Work required: In the entries below, the lines from the one with "point(49, 80)" through the one with "point(522, 47)" are to be copied exactly; both ends count.

[Source material Boundary: Start]

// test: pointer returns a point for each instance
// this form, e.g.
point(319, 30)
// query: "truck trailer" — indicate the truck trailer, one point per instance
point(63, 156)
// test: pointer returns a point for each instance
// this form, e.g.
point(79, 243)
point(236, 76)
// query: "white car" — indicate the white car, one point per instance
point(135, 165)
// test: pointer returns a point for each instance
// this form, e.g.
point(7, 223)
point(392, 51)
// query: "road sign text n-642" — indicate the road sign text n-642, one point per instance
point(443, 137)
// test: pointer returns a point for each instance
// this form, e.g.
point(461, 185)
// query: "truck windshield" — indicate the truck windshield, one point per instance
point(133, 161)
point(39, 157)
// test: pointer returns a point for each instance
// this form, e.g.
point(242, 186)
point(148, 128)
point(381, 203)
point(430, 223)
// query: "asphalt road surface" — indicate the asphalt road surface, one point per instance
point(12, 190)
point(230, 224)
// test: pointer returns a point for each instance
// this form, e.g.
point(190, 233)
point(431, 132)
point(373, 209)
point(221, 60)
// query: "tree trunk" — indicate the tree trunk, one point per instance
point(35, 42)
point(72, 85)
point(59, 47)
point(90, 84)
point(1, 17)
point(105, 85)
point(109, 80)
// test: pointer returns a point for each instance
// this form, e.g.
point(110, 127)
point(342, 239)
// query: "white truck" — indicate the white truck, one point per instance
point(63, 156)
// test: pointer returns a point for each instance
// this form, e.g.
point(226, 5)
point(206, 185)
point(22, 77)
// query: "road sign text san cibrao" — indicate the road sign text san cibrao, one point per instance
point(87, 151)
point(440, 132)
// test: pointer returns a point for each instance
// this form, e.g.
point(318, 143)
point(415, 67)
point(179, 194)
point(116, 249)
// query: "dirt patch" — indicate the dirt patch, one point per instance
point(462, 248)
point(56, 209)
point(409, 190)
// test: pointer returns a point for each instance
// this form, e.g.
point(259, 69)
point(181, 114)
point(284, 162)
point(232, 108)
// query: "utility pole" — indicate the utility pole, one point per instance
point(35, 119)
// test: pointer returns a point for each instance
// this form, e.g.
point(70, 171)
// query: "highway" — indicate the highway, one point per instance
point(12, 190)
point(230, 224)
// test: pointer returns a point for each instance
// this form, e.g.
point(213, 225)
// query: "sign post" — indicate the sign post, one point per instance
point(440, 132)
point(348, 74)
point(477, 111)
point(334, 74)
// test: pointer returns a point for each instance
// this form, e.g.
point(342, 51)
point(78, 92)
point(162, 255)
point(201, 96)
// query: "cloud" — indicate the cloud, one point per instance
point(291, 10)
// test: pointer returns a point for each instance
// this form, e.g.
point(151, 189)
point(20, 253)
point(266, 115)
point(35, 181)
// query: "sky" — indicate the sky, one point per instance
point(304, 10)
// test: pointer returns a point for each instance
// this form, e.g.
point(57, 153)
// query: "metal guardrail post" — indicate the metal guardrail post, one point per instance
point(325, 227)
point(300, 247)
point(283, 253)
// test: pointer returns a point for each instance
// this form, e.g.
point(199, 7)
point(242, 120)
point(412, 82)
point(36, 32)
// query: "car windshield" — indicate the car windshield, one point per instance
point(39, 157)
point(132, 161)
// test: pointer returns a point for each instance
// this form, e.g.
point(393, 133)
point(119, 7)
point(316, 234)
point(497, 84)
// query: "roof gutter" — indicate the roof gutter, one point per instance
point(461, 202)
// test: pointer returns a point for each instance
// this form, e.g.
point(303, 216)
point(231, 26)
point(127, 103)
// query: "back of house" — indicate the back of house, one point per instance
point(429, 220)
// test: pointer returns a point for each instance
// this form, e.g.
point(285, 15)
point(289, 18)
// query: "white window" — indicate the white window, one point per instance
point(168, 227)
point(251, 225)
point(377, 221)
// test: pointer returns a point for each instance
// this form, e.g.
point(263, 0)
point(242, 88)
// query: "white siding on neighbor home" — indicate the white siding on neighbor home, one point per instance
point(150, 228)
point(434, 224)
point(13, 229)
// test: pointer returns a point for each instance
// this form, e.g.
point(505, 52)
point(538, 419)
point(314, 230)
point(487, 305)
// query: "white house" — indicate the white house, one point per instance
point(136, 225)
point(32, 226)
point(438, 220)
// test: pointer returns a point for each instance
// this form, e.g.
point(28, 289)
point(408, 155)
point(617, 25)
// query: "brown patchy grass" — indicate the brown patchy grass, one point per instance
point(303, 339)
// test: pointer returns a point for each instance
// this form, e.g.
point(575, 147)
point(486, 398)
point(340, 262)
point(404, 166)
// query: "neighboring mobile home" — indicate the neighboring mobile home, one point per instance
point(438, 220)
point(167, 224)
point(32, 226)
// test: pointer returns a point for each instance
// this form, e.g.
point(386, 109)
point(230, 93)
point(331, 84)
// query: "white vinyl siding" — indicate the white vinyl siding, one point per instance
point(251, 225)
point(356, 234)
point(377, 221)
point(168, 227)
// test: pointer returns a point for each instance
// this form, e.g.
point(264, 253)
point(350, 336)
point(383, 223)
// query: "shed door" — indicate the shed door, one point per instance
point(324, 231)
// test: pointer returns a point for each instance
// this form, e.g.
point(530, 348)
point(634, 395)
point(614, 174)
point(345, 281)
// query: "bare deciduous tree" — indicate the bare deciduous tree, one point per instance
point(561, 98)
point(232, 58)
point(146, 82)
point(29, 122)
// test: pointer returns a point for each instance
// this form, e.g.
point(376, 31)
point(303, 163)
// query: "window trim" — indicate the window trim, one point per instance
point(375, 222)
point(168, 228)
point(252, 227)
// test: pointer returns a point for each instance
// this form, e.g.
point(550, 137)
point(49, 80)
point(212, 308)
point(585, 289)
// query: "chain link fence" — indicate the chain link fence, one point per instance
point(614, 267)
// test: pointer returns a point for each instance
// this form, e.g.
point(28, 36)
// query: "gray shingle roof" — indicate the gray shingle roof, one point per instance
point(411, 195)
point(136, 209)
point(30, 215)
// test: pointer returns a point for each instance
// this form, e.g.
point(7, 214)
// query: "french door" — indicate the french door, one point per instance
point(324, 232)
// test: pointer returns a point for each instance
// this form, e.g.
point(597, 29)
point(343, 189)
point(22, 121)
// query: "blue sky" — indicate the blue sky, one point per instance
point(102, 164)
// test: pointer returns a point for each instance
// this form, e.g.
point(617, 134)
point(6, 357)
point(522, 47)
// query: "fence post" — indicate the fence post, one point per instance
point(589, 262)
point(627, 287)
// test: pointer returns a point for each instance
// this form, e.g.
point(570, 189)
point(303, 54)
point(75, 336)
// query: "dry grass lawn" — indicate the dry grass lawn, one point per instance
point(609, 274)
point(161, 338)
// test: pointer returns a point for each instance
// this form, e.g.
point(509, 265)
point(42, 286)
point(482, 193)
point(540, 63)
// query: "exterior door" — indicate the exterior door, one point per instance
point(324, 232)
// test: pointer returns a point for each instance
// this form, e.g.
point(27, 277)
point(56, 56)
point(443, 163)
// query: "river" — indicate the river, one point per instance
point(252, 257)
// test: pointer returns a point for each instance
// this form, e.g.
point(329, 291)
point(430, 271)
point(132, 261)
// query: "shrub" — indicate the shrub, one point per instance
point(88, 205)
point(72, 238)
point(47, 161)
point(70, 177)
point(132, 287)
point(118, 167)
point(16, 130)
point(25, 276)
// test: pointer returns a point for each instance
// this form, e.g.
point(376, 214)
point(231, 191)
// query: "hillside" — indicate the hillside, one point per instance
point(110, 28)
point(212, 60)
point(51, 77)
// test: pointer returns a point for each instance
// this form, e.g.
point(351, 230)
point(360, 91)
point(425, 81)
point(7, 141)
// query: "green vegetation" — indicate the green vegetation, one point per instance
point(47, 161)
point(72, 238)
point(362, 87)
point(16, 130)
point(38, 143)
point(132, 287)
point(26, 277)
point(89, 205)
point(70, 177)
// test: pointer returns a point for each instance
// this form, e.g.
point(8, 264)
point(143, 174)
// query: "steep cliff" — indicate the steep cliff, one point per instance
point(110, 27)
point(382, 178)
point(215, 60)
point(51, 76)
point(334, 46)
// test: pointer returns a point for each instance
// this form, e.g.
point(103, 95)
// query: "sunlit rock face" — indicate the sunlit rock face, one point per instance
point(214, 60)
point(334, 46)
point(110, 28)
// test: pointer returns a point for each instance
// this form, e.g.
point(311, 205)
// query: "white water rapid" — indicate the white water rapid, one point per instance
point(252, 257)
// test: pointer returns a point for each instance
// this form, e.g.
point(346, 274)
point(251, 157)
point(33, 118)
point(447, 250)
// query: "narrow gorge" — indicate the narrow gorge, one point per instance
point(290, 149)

[Source material Boundary: End]
[Source material Boundary: Start]

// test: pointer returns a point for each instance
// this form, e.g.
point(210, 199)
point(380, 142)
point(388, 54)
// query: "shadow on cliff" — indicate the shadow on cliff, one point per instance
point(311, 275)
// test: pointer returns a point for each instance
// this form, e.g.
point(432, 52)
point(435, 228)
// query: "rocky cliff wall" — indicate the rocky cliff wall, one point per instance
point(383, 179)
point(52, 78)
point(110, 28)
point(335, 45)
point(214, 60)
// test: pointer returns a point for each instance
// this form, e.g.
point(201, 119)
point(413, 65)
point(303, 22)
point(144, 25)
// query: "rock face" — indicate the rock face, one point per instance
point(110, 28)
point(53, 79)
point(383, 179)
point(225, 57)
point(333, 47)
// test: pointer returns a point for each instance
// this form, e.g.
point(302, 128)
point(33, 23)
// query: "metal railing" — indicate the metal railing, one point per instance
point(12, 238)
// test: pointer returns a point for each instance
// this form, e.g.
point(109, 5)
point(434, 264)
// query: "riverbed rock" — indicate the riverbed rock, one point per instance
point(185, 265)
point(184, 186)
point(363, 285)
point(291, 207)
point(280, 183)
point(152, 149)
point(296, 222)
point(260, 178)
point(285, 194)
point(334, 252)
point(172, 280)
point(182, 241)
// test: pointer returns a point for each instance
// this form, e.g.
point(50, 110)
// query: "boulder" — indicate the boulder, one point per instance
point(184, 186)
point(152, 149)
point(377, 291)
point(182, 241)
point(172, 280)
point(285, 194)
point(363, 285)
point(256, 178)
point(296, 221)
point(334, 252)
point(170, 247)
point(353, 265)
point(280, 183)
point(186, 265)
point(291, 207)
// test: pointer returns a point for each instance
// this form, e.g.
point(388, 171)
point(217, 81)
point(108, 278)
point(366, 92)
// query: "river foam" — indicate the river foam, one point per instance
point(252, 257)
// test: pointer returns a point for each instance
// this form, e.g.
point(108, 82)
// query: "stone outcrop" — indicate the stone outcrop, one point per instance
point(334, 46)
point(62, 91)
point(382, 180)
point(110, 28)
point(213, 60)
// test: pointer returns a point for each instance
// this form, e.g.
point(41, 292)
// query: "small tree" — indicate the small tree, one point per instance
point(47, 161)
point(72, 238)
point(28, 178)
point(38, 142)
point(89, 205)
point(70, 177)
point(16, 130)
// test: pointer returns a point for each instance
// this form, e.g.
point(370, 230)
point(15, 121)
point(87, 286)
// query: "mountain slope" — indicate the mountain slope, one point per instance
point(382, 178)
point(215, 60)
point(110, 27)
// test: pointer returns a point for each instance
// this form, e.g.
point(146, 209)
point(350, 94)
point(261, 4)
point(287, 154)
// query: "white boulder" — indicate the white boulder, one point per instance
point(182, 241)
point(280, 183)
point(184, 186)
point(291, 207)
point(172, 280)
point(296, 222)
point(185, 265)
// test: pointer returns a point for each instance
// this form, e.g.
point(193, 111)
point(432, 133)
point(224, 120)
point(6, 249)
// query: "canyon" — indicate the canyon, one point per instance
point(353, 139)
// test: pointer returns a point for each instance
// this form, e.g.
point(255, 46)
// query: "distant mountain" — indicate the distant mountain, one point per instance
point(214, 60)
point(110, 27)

[Source material Boundary: End]

Task solution:
point(49, 80)
point(212, 308)
point(585, 289)
// query: "chain link fence" — indicate the chain link fence, one point per instance
point(614, 267)
// test: pointer returns a point for each instance
// this form, e.g.
point(28, 36)
// query: "gray shingle roof" — indicate the gray shingle roof, one point per instance
point(411, 195)
point(136, 209)
point(30, 215)
// test: pointer returns a point for each instance
// this form, e.g.
point(7, 214)
// query: "french door" — indicate the french door, one point per instance
point(324, 232)
// test: pointer returns a point for each instance
// this form, e.g.
point(597, 29)
point(343, 189)
point(22, 121)
// query: "blue sky" — indicate the blue sky, one point per instance
point(102, 164)
// test: pointer returns a point for each instance
// this form, e.g.
point(617, 134)
point(6, 357)
point(522, 47)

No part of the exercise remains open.